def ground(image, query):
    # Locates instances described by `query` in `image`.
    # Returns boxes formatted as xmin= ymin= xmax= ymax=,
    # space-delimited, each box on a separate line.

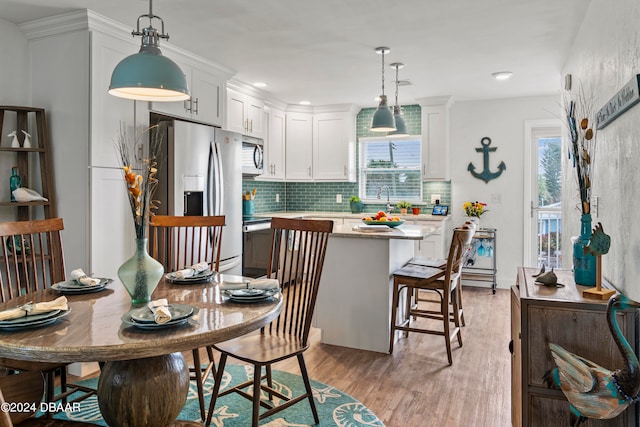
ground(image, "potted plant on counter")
xmin=349 ymin=196 xmax=363 ymax=214
xmin=397 ymin=200 xmax=411 ymax=215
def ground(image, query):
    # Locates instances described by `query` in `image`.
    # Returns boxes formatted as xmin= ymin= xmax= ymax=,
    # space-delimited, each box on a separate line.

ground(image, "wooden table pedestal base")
xmin=97 ymin=353 xmax=190 ymax=427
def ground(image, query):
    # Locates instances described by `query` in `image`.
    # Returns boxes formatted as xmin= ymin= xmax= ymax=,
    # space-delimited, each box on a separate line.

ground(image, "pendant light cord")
xmin=394 ymin=65 xmax=399 ymax=107
xmin=381 ymin=50 xmax=386 ymax=96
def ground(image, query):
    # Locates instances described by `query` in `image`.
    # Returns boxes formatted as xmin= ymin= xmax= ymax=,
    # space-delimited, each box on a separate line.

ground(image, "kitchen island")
xmin=314 ymin=223 xmax=438 ymax=353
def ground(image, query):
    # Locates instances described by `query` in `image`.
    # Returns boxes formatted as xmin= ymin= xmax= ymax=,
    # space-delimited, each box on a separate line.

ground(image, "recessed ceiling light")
xmin=299 ymin=101 xmax=311 ymax=105
xmin=492 ymin=71 xmax=513 ymax=81
xmin=253 ymin=82 xmax=267 ymax=88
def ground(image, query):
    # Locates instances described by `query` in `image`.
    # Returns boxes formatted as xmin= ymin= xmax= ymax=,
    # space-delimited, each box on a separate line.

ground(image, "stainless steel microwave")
xmin=242 ymin=136 xmax=264 ymax=176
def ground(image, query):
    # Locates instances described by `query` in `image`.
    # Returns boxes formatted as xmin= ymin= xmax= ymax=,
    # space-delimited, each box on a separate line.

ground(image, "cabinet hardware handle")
xmin=344 ymin=165 xmax=347 ymax=176
xmin=193 ymin=98 xmax=199 ymax=115
xmin=250 ymin=119 xmax=253 ymax=133
xmin=216 ymin=87 xmax=220 ymax=118
xmin=508 ymin=340 xmax=514 ymax=354
xmin=308 ymin=166 xmax=311 ymax=177
xmin=184 ymin=99 xmax=191 ymax=112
_____
* _Exercise prompt_
Give every record again exactly, apart from the pictures, which stay out.

* _Finished task_
def ground(image, query):
    # Locates instances described by `query` in `image`.
    # Returns boxes formatted as xmin= ymin= xmax= ymax=,
    # space-delimited, each box on a separate line.

ground(image, "potted plant on counter")
xmin=349 ymin=196 xmax=363 ymax=214
xmin=397 ymin=200 xmax=411 ymax=215
def ground(image, query):
    # Locates instances described by `query` in `image`.
    # Returns boxes formatted as xmin= ymin= xmax= ymax=,
    # space-delimited, each box on a separate line.

ground(image, "wooden table pedestal base")
xmin=97 ymin=353 xmax=190 ymax=427
def ground(image, query):
    # Locates instances described by `query` in `image`.
    # Returns boxes formatted as xmin= ymin= xmax= ymax=,
    # space-delimited, each box on a separate line.

ground(image, "pendant light cord")
xmin=394 ymin=65 xmax=399 ymax=107
xmin=381 ymin=50 xmax=386 ymax=96
def ground(image, query):
    # Locates instances described by `query` in `image`.
    # Returns boxes formatted as xmin= ymin= xmax= ymax=,
    # space-delimited, each box on a separate line.

ground(image, "kitchen island")
xmin=314 ymin=223 xmax=438 ymax=353
def ground(image, query):
    # Locates instances described by `query` in `image`.
    # Returns boxes formatted as xmin= ymin= xmax= ymax=,
    # space-delimited, each box on a separate line.

ground(image, "recessed ceiling light")
xmin=299 ymin=101 xmax=311 ymax=105
xmin=492 ymin=71 xmax=513 ymax=81
xmin=253 ymin=82 xmax=267 ymax=88
def ground(image, query):
    # Locates instances described by `query` in `image`.
    # Returns boxes formatted as xmin= ymin= xmax= ymax=,
    # space-delimited, each box on a separate line.

ground(image, "stainless steel microwave")
xmin=242 ymin=136 xmax=264 ymax=176
def ground(image, query):
    # Locates instances described by `query` in `image`.
    # Returns boxes formatted as xmin= ymin= xmax= ymax=,
    # space-delimited, each box on a separate line.

ground(image, "cabinet hardware handle")
xmin=344 ymin=165 xmax=347 ymax=176
xmin=193 ymin=98 xmax=199 ymax=115
xmin=250 ymin=119 xmax=253 ymax=133
xmin=216 ymin=87 xmax=220 ymax=118
xmin=508 ymin=340 xmax=514 ymax=354
xmin=308 ymin=166 xmax=311 ymax=177
xmin=184 ymin=99 xmax=191 ymax=112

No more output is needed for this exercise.